## Given request
Write out again the part of the material that opens with the line containing "Task — for every instance of the rat" and runs through the end, keeping every line but shifting the answer coordinates by adding 149 to each number. Leave the pictures out.

begin

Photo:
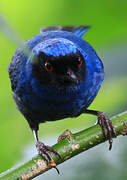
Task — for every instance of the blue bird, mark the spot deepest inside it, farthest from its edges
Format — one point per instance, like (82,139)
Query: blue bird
(59,79)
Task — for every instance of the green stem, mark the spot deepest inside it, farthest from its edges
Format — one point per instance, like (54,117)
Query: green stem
(67,147)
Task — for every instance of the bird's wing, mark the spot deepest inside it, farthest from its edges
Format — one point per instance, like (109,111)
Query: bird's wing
(77,30)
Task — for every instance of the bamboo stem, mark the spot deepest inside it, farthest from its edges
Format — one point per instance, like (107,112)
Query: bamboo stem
(67,147)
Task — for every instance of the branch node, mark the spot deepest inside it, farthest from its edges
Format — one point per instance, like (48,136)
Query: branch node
(67,134)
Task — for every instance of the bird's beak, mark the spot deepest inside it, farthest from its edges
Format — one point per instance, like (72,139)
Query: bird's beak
(71,77)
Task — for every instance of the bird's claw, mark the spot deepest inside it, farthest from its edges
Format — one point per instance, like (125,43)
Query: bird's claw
(108,129)
(44,151)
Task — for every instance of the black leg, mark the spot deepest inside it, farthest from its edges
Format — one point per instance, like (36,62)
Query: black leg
(108,129)
(45,151)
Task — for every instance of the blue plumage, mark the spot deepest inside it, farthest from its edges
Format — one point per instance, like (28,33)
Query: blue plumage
(60,78)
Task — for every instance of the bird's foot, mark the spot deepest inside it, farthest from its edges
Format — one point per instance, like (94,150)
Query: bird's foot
(66,134)
(108,129)
(44,151)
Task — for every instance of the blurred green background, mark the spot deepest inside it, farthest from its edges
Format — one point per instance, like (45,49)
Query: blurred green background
(108,35)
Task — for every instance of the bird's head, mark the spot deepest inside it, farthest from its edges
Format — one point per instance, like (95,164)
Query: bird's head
(58,62)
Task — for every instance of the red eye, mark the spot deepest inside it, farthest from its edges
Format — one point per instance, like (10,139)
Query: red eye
(48,67)
(79,62)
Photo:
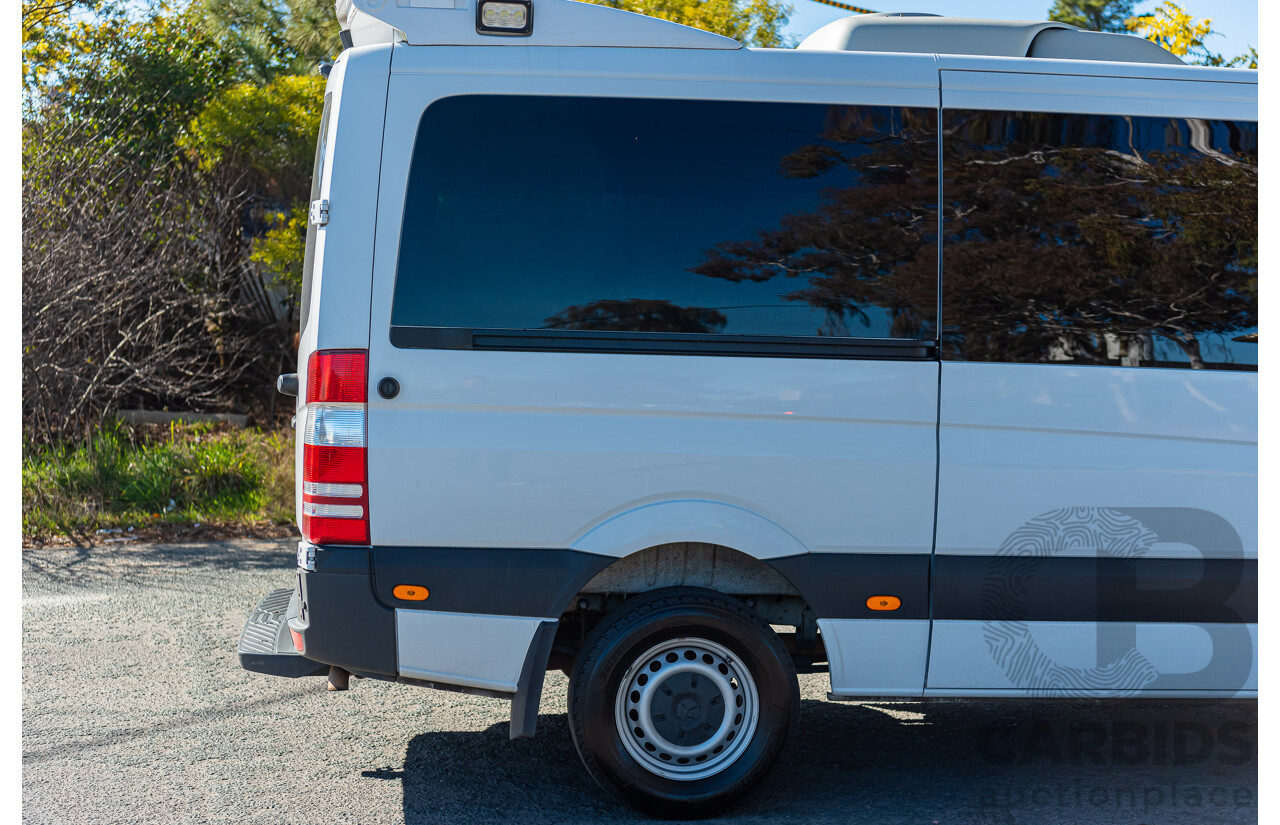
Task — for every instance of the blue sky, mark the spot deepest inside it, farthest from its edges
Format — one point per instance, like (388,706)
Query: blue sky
(1235,19)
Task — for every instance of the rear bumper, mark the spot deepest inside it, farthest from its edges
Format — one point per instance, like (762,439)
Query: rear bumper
(489,628)
(341,620)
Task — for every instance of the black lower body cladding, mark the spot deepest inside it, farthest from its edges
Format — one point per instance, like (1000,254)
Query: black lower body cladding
(342,620)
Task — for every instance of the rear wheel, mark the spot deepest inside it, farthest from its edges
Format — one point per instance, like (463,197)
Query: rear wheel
(681,700)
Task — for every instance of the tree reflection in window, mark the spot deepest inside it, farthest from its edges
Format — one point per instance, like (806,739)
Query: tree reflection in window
(1100,239)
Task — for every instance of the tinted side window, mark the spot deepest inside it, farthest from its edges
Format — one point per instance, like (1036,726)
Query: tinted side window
(671,216)
(1100,239)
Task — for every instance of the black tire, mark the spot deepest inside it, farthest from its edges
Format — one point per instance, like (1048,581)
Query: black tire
(708,622)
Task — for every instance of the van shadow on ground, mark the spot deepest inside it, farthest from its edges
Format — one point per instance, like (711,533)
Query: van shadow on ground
(1004,761)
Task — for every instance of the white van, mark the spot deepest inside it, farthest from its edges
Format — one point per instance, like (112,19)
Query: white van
(671,363)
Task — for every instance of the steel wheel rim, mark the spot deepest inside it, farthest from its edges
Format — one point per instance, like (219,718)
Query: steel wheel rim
(686,709)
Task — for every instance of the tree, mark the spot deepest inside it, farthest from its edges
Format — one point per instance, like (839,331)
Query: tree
(1098,15)
(273,37)
(1184,36)
(752,22)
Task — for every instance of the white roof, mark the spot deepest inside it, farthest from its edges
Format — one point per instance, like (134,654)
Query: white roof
(929,33)
(556,23)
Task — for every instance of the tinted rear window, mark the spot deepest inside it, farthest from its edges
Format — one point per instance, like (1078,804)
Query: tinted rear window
(671,216)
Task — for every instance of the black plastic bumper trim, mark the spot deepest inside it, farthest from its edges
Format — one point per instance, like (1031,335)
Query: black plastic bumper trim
(342,622)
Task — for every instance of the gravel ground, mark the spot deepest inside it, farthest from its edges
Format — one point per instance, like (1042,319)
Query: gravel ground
(135,710)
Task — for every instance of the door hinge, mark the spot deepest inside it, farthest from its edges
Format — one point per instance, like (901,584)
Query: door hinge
(320,212)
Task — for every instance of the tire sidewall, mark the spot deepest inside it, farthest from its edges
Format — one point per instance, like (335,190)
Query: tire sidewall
(598,681)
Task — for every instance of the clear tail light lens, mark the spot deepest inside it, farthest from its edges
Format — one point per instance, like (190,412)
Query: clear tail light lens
(334,458)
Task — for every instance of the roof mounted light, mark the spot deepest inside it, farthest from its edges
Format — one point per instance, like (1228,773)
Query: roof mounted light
(504,17)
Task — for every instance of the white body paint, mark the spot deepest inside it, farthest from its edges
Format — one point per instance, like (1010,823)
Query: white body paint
(773,457)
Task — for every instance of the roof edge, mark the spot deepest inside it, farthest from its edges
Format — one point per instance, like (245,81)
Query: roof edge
(554,23)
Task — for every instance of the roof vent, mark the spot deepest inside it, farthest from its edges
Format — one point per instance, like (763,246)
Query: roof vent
(931,33)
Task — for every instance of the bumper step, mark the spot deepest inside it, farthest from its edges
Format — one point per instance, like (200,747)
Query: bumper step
(265,644)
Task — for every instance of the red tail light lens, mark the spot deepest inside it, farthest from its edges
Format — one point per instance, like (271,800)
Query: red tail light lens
(338,376)
(334,455)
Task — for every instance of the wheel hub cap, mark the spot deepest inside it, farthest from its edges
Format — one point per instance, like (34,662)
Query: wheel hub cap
(686,709)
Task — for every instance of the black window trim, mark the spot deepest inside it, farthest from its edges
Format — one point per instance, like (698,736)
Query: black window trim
(662,343)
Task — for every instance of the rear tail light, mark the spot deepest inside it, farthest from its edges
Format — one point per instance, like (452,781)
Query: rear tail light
(334,458)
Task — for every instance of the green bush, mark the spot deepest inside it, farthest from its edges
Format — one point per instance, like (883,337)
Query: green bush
(135,477)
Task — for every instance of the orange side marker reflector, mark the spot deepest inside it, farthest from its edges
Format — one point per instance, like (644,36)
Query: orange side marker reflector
(411,592)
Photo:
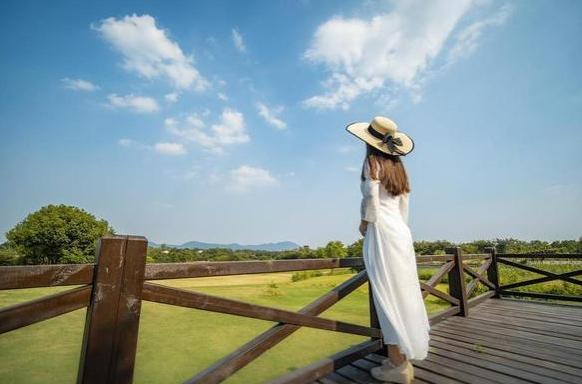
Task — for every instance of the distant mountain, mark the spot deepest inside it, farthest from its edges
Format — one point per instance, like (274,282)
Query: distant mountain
(279,246)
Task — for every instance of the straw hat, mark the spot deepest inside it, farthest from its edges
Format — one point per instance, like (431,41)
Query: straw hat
(382,134)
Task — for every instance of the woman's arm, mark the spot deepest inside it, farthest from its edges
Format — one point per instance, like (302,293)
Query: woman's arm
(403,205)
(370,198)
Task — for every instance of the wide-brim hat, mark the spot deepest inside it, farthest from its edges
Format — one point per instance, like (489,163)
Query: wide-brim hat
(383,134)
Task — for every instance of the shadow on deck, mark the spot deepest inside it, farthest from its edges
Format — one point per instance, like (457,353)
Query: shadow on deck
(502,341)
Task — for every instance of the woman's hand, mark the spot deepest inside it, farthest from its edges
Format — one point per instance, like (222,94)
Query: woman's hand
(363,227)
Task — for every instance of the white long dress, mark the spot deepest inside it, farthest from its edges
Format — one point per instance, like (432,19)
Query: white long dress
(390,261)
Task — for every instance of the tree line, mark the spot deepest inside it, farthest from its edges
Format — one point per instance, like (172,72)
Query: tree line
(60,234)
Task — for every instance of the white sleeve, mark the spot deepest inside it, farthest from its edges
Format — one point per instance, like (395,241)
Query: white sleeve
(370,196)
(404,203)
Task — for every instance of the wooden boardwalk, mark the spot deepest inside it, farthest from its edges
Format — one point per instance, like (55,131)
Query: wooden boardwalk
(502,341)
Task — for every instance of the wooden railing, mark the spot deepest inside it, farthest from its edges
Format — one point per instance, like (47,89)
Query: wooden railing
(509,289)
(115,286)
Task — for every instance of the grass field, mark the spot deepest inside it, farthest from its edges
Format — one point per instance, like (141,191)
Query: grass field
(175,343)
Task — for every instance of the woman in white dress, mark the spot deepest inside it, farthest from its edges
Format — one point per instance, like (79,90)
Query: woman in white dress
(388,248)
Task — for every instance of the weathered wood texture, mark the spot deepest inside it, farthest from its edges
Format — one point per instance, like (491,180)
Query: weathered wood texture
(32,276)
(457,287)
(111,326)
(509,289)
(44,308)
(502,341)
(183,298)
(231,363)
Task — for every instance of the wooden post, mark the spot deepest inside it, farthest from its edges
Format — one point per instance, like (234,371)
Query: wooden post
(457,280)
(493,270)
(111,326)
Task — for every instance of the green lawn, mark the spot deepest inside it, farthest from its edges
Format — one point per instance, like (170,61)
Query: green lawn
(175,343)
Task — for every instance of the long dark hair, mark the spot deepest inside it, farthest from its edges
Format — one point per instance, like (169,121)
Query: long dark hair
(389,170)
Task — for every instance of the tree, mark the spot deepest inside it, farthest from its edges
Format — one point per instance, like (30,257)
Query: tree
(355,249)
(335,249)
(57,234)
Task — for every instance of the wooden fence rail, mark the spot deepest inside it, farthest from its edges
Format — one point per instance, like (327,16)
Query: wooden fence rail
(114,287)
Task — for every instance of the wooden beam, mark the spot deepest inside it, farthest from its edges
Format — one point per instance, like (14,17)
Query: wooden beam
(457,280)
(322,367)
(238,359)
(493,271)
(111,326)
(224,268)
(44,308)
(32,276)
(190,299)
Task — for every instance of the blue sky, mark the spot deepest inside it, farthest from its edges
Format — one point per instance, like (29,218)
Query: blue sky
(224,121)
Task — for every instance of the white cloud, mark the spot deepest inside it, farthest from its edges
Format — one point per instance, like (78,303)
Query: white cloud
(385,53)
(172,97)
(467,40)
(343,149)
(140,104)
(271,115)
(238,40)
(148,51)
(125,142)
(246,177)
(229,130)
(79,85)
(171,149)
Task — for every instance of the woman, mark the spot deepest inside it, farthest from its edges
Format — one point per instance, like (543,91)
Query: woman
(388,248)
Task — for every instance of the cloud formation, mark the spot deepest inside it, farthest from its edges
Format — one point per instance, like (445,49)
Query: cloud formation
(170,149)
(172,97)
(229,130)
(139,104)
(238,41)
(148,51)
(388,51)
(270,115)
(79,85)
(246,177)
(467,40)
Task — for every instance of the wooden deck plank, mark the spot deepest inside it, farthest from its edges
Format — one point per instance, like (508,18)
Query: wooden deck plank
(550,351)
(532,315)
(509,329)
(501,341)
(530,371)
(438,370)
(529,355)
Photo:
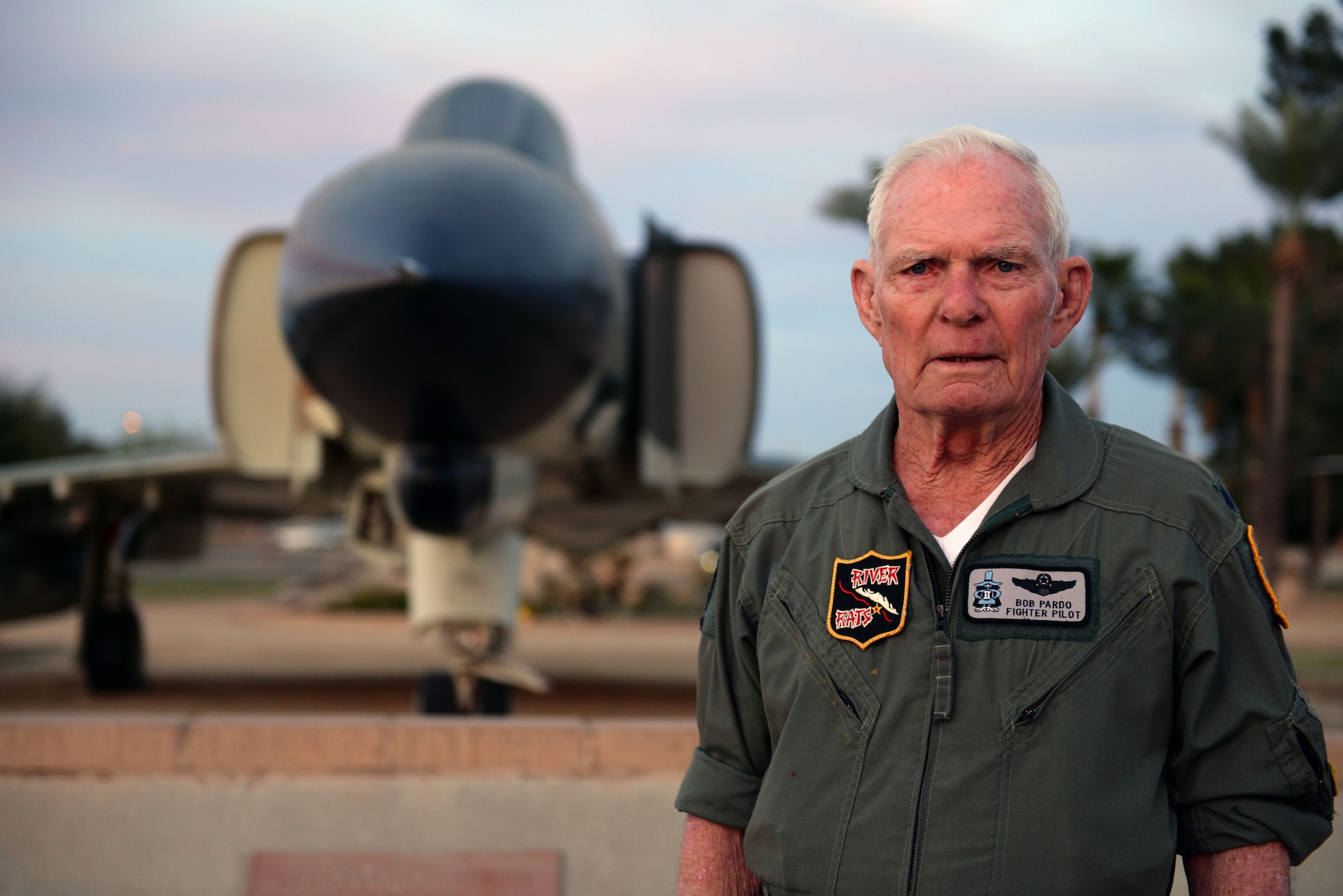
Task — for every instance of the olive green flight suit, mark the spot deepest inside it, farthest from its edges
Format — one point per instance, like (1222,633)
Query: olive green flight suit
(986,754)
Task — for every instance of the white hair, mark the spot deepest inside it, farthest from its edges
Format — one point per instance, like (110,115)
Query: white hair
(953,145)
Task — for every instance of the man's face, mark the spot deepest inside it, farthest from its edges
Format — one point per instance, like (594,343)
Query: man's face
(962,299)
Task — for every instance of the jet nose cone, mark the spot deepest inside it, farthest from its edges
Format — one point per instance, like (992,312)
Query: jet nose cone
(449,293)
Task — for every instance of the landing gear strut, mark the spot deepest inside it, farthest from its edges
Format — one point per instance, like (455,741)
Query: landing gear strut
(111,642)
(438,697)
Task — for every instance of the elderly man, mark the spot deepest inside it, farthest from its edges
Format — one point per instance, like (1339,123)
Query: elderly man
(992,646)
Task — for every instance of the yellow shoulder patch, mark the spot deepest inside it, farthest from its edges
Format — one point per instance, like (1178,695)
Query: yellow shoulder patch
(1259,565)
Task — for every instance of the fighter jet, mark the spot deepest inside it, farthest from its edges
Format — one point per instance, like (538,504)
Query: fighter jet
(447,348)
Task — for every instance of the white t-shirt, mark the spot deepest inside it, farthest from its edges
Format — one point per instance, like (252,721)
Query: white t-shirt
(954,542)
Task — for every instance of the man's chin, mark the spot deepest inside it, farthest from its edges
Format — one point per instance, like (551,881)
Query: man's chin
(964,397)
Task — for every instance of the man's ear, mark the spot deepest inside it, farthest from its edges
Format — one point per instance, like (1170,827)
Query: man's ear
(1075,279)
(863,279)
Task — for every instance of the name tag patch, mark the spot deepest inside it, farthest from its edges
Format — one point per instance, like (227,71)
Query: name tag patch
(870,597)
(1056,596)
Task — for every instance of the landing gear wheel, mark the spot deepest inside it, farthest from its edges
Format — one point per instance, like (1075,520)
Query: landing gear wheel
(494,698)
(437,695)
(112,650)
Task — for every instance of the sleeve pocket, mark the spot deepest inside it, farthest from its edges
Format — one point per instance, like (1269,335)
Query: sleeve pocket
(1298,742)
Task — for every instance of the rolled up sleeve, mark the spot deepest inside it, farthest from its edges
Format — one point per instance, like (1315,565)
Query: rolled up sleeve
(1248,761)
(725,777)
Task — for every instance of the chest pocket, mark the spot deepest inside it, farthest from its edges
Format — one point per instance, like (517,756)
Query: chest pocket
(790,608)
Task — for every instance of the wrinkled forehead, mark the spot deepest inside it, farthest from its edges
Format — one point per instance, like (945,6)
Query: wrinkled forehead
(990,196)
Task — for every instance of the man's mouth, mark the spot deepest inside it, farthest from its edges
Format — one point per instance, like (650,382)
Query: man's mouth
(965,358)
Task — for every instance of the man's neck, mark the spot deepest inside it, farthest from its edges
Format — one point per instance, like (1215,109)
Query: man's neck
(947,467)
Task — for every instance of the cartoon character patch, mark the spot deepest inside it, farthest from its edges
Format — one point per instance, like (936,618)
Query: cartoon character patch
(870,597)
(1055,596)
(989,595)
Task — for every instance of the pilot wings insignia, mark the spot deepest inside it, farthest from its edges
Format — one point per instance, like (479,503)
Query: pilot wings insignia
(1044,584)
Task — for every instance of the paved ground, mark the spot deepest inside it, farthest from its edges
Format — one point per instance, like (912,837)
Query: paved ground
(150,836)
(181,834)
(253,655)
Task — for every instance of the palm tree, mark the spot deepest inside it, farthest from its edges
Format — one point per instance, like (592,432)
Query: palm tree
(1298,160)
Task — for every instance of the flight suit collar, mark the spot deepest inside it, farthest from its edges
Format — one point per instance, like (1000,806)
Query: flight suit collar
(1068,455)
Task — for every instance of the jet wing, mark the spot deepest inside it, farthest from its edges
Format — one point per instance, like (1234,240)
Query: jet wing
(61,474)
(203,481)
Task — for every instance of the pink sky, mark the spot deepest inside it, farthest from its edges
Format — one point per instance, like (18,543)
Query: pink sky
(142,138)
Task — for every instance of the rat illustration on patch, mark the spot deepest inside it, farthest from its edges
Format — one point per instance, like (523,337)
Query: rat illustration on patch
(870,597)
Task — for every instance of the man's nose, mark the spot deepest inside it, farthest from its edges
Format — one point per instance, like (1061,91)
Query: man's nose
(962,303)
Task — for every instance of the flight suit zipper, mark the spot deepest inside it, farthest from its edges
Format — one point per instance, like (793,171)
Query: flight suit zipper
(942,675)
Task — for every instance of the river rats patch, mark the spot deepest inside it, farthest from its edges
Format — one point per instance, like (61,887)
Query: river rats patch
(870,597)
(1029,596)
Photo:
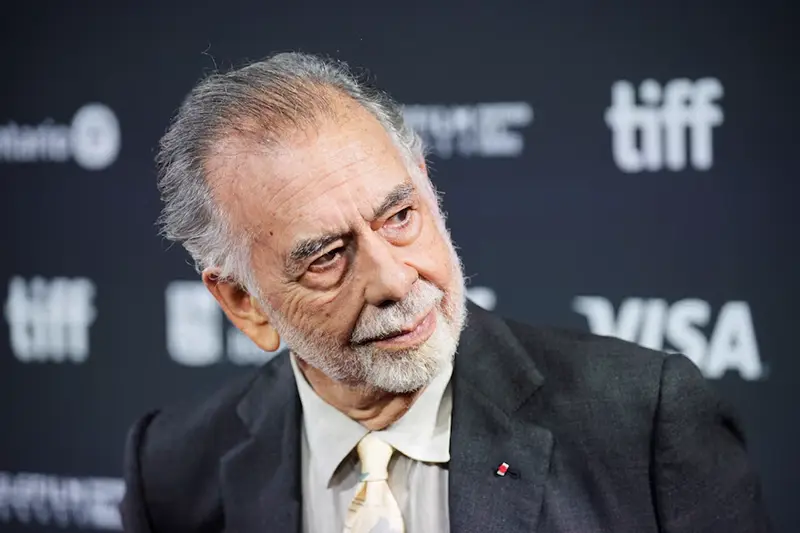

end

## Reply
Task — for every instance of the rat illustration on patch, mark the spot deepest inside it, farthest from its edges
Format — one point per instance, like (523,337)
Query: rat illustration on patch
(1019,746)
Task — for every instance of the man's nose, mark the spot deepest inside it, farthest from its edges
Format — one point per instance, like (1061,91)
Query: man's nose
(1111,452)
Task — for every instance of the flight suit zipper, mark the spot deepest inside it, farthest from its edges
Format — one point per instance, like (793,171)
Query: flight suit zipper
(1091,824)
Task — for every instance of the river rats patch, mark the spot deepest inside it, farthest from its edges
Format — one point per instance, like (61,887)
Query: river rats patch
(1019,746)
(1178,745)
Photo:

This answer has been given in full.